- WRITTEN EXERCISE:
In the entries, substitute "plain white backdrop" for "white background" in the part that begins with the line containing "Ground all instances of woman." and ends with the line containing "[0,0,1344,896]", and write out only those lines with nothing else changed.

Box annotations for photos

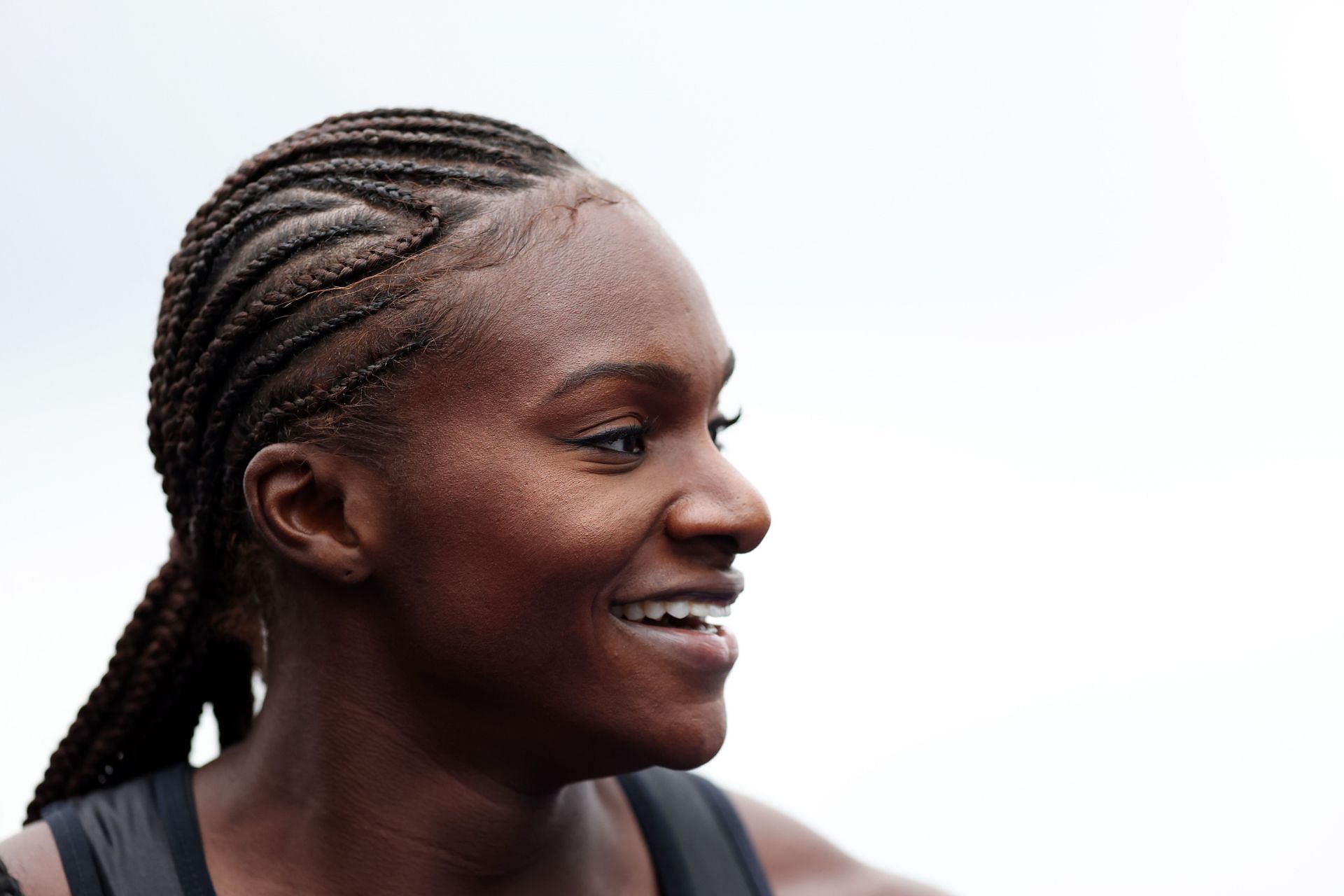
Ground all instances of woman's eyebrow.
[547,361,691,400]
[546,354,735,402]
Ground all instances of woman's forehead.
[459,200,730,389]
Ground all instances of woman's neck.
[193,610,654,896]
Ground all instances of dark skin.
[0,202,932,896]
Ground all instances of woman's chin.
[615,697,729,770]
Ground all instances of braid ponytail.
[28,108,584,822]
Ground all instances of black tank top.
[42,762,770,896]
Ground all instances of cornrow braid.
[27,108,592,821]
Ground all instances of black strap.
[42,799,108,896]
[618,769,770,896]
[691,775,770,896]
[617,772,695,896]
[150,762,215,896]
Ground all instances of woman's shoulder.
[726,791,946,896]
[0,821,70,896]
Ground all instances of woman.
[0,110,927,896]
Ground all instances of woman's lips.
[612,612,738,676]
[610,594,738,674]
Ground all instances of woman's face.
[352,202,770,782]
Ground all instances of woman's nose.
[666,449,770,554]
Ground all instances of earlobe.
[244,443,372,584]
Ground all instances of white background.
[0,0,1344,896]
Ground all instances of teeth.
[612,601,732,622]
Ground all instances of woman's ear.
[244,442,377,584]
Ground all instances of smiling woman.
[0,110,929,896]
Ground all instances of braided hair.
[28,108,592,821]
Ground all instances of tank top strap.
[42,762,215,896]
[618,769,770,896]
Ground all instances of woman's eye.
[710,411,742,451]
[584,427,644,454]
[564,423,649,454]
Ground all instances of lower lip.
[610,617,738,674]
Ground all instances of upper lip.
[612,570,743,607]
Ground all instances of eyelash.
[566,411,742,454]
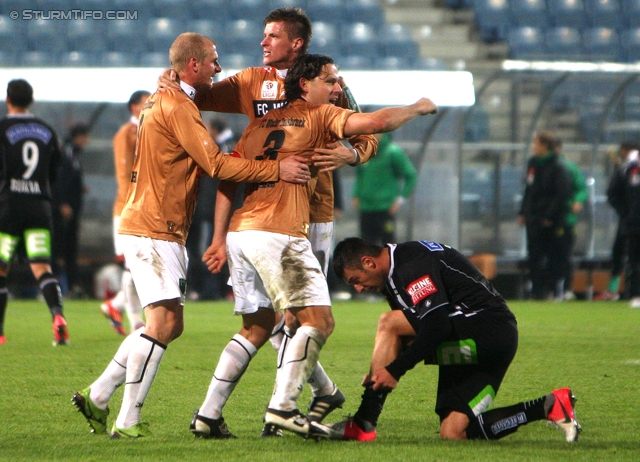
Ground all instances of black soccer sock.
[467,395,553,440]
[353,383,389,431]
[0,276,9,335]
[38,273,62,316]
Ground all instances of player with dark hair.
[72,32,310,438]
[159,8,378,437]
[199,54,437,437]
[100,90,151,335]
[329,238,581,442]
[0,79,69,345]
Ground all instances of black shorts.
[435,312,518,420]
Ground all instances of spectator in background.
[518,131,572,300]
[607,146,640,308]
[556,139,589,301]
[353,133,418,245]
[186,117,239,300]
[595,141,638,301]
[53,123,91,297]
[100,90,151,335]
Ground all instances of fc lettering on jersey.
[407,274,438,305]
[253,100,287,119]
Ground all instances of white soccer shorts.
[227,230,331,314]
[120,234,189,307]
[309,221,333,277]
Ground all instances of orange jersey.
[113,121,138,217]
[195,66,378,223]
[119,90,278,245]
[229,99,353,238]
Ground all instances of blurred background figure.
[186,117,238,300]
[53,123,91,298]
[353,133,418,245]
[100,90,151,335]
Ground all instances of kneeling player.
[330,238,581,442]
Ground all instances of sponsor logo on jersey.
[7,124,52,144]
[406,274,438,305]
[419,241,444,252]
[260,80,278,99]
[253,99,287,119]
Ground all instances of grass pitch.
[0,301,640,462]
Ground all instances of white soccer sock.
[116,333,167,428]
[122,269,144,331]
[269,326,326,411]
[198,334,258,419]
[89,329,142,409]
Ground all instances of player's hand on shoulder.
[158,69,180,91]
[279,156,311,184]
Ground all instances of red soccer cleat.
[329,417,376,441]
[547,388,582,443]
[53,314,69,346]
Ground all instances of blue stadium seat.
[217,19,264,56]
[20,51,59,67]
[585,0,622,28]
[230,0,269,22]
[185,19,225,37]
[620,27,640,63]
[107,20,147,53]
[473,0,510,43]
[622,0,640,28]
[582,27,623,61]
[545,27,585,61]
[67,19,108,52]
[511,0,550,28]
[60,51,99,67]
[507,26,546,60]
[547,0,588,28]
[341,22,378,58]
[191,0,231,21]
[309,21,341,56]
[305,0,346,22]
[0,15,28,52]
[146,18,184,52]
[27,19,68,52]
[140,49,169,69]
[345,0,384,26]
[98,51,140,67]
[378,23,420,60]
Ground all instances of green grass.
[0,301,640,462]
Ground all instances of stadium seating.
[545,27,585,61]
[473,0,510,42]
[67,19,109,52]
[507,26,547,60]
[146,18,184,53]
[511,0,550,28]
[582,27,623,61]
[585,0,623,28]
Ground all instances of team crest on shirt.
[262,80,278,99]
[406,274,438,305]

- RESULT OF THIS EXERCISE:
Ground all instances of woman.
[0,110,927,896]
Ground all instances of woman's lips.
[612,612,738,676]
[610,594,738,674]
Ground all instances of woman's face.
[352,202,770,782]
Ground all instances of woman's nose.
[666,449,770,554]
Ground all instances of earlobe.
[244,443,372,584]
Ground all instances of plain white backdrop.
[0,0,1344,896]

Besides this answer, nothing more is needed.